[WRITTEN EXERCISE] Copy the listing below line for line, unchanged.

-- EXCERPTED DATA start --

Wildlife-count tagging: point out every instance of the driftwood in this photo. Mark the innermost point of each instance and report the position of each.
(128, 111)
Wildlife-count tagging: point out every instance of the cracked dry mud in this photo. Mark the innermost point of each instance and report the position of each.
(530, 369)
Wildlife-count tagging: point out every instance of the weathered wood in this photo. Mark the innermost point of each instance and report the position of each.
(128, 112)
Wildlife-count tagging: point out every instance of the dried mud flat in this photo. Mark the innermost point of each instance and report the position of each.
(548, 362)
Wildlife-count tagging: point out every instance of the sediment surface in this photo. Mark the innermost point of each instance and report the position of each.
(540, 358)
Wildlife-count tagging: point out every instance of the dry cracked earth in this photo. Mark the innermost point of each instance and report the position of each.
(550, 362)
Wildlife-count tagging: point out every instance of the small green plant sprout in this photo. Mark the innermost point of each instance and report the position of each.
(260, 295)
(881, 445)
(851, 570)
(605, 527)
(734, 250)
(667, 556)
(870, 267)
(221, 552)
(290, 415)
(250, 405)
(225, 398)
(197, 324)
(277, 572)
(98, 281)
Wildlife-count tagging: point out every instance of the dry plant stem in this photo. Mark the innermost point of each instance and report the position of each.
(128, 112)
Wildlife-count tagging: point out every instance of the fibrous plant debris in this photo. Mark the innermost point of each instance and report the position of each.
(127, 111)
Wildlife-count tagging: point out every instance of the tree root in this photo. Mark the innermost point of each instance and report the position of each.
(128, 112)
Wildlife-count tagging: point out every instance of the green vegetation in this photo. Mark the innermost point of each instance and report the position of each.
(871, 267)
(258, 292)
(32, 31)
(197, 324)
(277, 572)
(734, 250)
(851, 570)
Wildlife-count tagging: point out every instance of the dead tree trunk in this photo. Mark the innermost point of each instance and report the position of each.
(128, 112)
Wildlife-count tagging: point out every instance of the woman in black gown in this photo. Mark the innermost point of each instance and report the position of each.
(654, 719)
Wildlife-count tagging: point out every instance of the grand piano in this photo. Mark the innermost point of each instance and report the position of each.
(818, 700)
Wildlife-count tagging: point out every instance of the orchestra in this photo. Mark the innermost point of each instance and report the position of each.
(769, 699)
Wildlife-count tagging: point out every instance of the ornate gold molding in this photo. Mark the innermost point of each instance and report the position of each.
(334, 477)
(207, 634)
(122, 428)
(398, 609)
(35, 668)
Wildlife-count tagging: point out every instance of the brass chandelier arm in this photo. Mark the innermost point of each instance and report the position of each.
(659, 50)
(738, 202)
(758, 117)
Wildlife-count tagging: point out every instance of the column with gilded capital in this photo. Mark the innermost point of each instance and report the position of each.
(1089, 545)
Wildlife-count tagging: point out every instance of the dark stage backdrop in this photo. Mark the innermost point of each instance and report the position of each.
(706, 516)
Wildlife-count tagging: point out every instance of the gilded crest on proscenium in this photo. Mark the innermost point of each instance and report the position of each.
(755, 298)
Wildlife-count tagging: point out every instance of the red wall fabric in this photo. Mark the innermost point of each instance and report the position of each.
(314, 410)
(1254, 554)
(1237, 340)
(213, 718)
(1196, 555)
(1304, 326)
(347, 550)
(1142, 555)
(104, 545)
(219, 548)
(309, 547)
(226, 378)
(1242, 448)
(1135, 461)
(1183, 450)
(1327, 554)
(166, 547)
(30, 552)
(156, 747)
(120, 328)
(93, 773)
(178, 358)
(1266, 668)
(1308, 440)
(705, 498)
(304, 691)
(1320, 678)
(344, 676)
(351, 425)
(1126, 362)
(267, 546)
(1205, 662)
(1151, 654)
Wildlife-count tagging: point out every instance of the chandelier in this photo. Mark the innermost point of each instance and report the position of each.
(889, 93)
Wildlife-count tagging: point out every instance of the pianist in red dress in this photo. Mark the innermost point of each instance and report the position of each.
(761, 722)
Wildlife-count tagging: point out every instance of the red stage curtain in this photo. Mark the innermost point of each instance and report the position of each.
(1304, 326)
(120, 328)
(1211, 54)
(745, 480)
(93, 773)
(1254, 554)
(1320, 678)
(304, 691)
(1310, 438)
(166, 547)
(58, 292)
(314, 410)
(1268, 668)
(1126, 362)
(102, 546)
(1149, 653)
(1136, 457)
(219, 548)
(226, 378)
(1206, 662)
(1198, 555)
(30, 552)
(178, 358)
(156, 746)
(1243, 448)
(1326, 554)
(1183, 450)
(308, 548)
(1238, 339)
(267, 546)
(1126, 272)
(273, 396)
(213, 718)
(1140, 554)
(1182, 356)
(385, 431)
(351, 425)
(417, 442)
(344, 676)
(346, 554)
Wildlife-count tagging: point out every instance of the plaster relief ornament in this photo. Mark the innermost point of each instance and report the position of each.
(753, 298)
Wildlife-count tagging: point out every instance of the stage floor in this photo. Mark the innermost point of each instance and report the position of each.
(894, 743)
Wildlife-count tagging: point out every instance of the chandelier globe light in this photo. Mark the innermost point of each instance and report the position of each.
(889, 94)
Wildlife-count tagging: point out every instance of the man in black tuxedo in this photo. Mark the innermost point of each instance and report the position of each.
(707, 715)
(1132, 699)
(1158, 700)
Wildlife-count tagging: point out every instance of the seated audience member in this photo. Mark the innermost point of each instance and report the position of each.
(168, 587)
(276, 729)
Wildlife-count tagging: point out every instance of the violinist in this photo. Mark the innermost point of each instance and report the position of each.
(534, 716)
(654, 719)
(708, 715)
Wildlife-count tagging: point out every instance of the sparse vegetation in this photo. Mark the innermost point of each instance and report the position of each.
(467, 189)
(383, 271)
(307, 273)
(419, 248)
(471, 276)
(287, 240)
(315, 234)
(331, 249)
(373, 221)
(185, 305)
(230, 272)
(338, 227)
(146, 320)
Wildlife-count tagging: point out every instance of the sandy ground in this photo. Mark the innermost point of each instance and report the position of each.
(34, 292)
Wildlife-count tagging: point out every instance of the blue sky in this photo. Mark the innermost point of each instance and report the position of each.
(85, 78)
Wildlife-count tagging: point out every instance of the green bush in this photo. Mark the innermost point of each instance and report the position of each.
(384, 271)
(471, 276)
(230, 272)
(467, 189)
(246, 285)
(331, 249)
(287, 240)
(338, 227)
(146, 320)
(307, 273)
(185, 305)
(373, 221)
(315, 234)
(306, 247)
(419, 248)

-- EXCERPTED DATA end --

[SOLVED PROBLEM]
Wildlife-count tagging: point out every instance of the driftwood in this photo. Mark the innermost point of each instance and report the position of each.
(128, 111)
Wildlife-count tagging: point out every instance of the cracked dry mud in this photo. Mark the innermost point of each instance and report the position of each.
(530, 369)
Wildlife-count tagging: point out every instance of the weathered wood in this photo. Mark the innermost point of each instance and report the position of each.
(128, 112)
Wildlife-count tagging: point out every instance of the dried mud flat in this photo. Mark the innermost point of each instance and report the position of each.
(548, 362)
Wildlife-count tagging: point out every instance of the sediment surface in this photo. Mark the innermost point of each instance and report the position of each.
(540, 358)
Wildlife-count tagging: point out every instance of the dry cracked earth in this photo. Mark the innermost point of each instance and report the position of each.
(550, 362)
Wildlife-count tagging: point out every instance of the small green plant sprout in this photo. Mark the innermost point of each instance and report the position of each.
(260, 295)
(881, 445)
(851, 570)
(605, 527)
(734, 250)
(667, 556)
(870, 267)
(221, 552)
(290, 415)
(250, 405)
(225, 398)
(197, 324)
(277, 572)
(98, 281)
Wildlife-count tagging: point out every instance of the dry plant stem in this photo. Mark the innermost point of each instance and report the position of each.
(128, 112)
Wildlife-count tagging: point out every instance of the fibrous plant debris in this photo. Mark the innermost point of each instance and report the position of each.
(127, 111)
Wildlife-count tagging: point out every instance of the tree root in this photo. Mark the innermost point of each instance and report the position of each.
(128, 112)
Wildlife-count tagging: point out every instance of the green vegetation in this photo. Mark the innermost point of each instance and report the position of each.
(871, 267)
(258, 292)
(32, 31)
(197, 324)
(277, 572)
(734, 250)
(851, 570)
Wildlife-count tagging: point out every instance of the dead tree trunk in this photo. Mark the innermost point of each instance and report the position of each.
(128, 112)
Wildlife-count tagging: point out every instance of the woman in black gown in this photo. Mark the innermost point of each instance and report the position of each.
(654, 719)
Wildlife-count tagging: point out every instance of the grand piano in this photo. Mark the innermost point of each instance and report the position of each.
(818, 700)
Wildlife-count tagging: point out every instance of the orchestra in this photo. Mark the innermost point of each instance and report the position of each.
(769, 699)
Wildlife-count tagging: point out every instance of the ornate gold molding in this photo. Mark the innermost point of each instance and report the position of each.
(334, 477)
(207, 634)
(122, 428)
(398, 609)
(35, 668)
Wildlife-count tagging: point out every instance of the brass chandelier arm in this photo. Mark the innermost point of each instance and report the position of each.
(659, 50)
(738, 202)
(758, 117)
Wildlife-count tagging: point out every instance of the column with gilded capital in this photo. Mark the innermost point of each instance and report the position of each.
(1089, 545)
Wildlife-count tagging: point out every instance of the dark stage backdrop in this photo. Mark the innermost point of each instance and report the position of each.
(706, 516)
Wildlife-count tagging: point out every instance of the gilded crest on proscenium in this photo. Mark the innermost point of each instance and report the position of each.
(755, 298)
Wildlife-count tagging: point out every instance of the red wall fabric in this photo. Mark the innermost point of each instance and report the position of each.
(314, 410)
(1254, 554)
(1237, 340)
(213, 718)
(1196, 555)
(1304, 326)
(347, 550)
(1142, 555)
(104, 545)
(219, 548)
(309, 547)
(226, 378)
(1242, 448)
(1135, 461)
(1183, 450)
(1327, 554)
(166, 547)
(30, 552)
(156, 747)
(120, 328)
(93, 773)
(178, 358)
(1266, 668)
(1308, 440)
(705, 498)
(304, 691)
(1320, 678)
(344, 676)
(351, 425)
(1126, 362)
(267, 546)
(1205, 662)
(1151, 654)
Wildlife-count tagging: point out every instance of the chandelier in this photo. Mark the innermost point of each instance and report the position of each.
(889, 93)
Wildlife-count tagging: point out every instance of the pianist in red dress in this photo. Mark the innermost point of each instance and report the position of each.
(761, 722)
Wildlife-count tagging: point out every instance of the red stage curtain in this photo. Mark the innermost point of each instance and report the position of each.
(1304, 326)
(120, 328)
(1211, 54)
(745, 480)
(93, 773)
(1254, 554)
(1320, 678)
(304, 691)
(1310, 438)
(166, 547)
(58, 292)
(314, 410)
(1268, 668)
(1126, 362)
(102, 546)
(1149, 653)
(1136, 457)
(219, 548)
(226, 378)
(1206, 662)
(1198, 555)
(30, 552)
(178, 358)
(156, 746)
(1243, 448)
(1326, 554)
(1183, 450)
(308, 548)
(1238, 339)
(267, 546)
(1126, 272)
(273, 396)
(213, 718)
(1140, 554)
(1182, 356)
(385, 431)
(351, 425)
(417, 442)
(344, 676)
(346, 554)
Wildlife-count tagging: point out every instance of the plaster relief ornament in this photo. Mark the innermost point of each instance and report the position of each.
(753, 298)
Wildlife-count tagging: point out every instance of the stage floor in this photo. Mark the innermost point of each instance and report the position of each.
(894, 743)
Wildlife-count tagging: point out every instance of the chandelier globe light in this photo. Mark the innermost point of each instance and report the position of each.
(889, 94)
Wildlife-count tagging: point out every instance of the man in black tuxedo in this photo. Mark the innermost point of each instance and report the position of each.
(707, 715)
(1132, 699)
(1158, 700)
Wildlife-count tagging: point out every instance of the seated audience member in this photo. Mark the innermost point of each instance and report the position of each.
(168, 587)
(276, 729)
Wildlife-count tagging: point out every instance of the violinist in this photo. Mark the innermost point of each instance and report the position of each.
(534, 716)
(654, 719)
(708, 715)
Wildlife-count tagging: point out every instance of the sparse vegetation in this photo. Mark the innermost point of each instance and report the position of each.
(467, 189)
(383, 271)
(307, 273)
(419, 248)
(471, 276)
(287, 240)
(315, 234)
(331, 249)
(373, 221)
(185, 305)
(230, 272)
(338, 227)
(146, 320)
Wildlife-count tagging: point out every instance of the sandy ground in this photo. Mark the innermost point of each instance and report the position of each.
(34, 292)
Wildlife-count tagging: point out every instance of the blue sky in this photo. Mark the innermost point of each instance and report the position of each.
(85, 78)
Wildlife-count tagging: point out every instance of the green bush in this photo. Mark the innermost point of each instance and report the position of each.
(384, 271)
(471, 276)
(230, 272)
(467, 189)
(246, 285)
(331, 249)
(287, 240)
(338, 227)
(146, 320)
(307, 273)
(185, 305)
(373, 221)
(315, 234)
(306, 247)
(419, 248)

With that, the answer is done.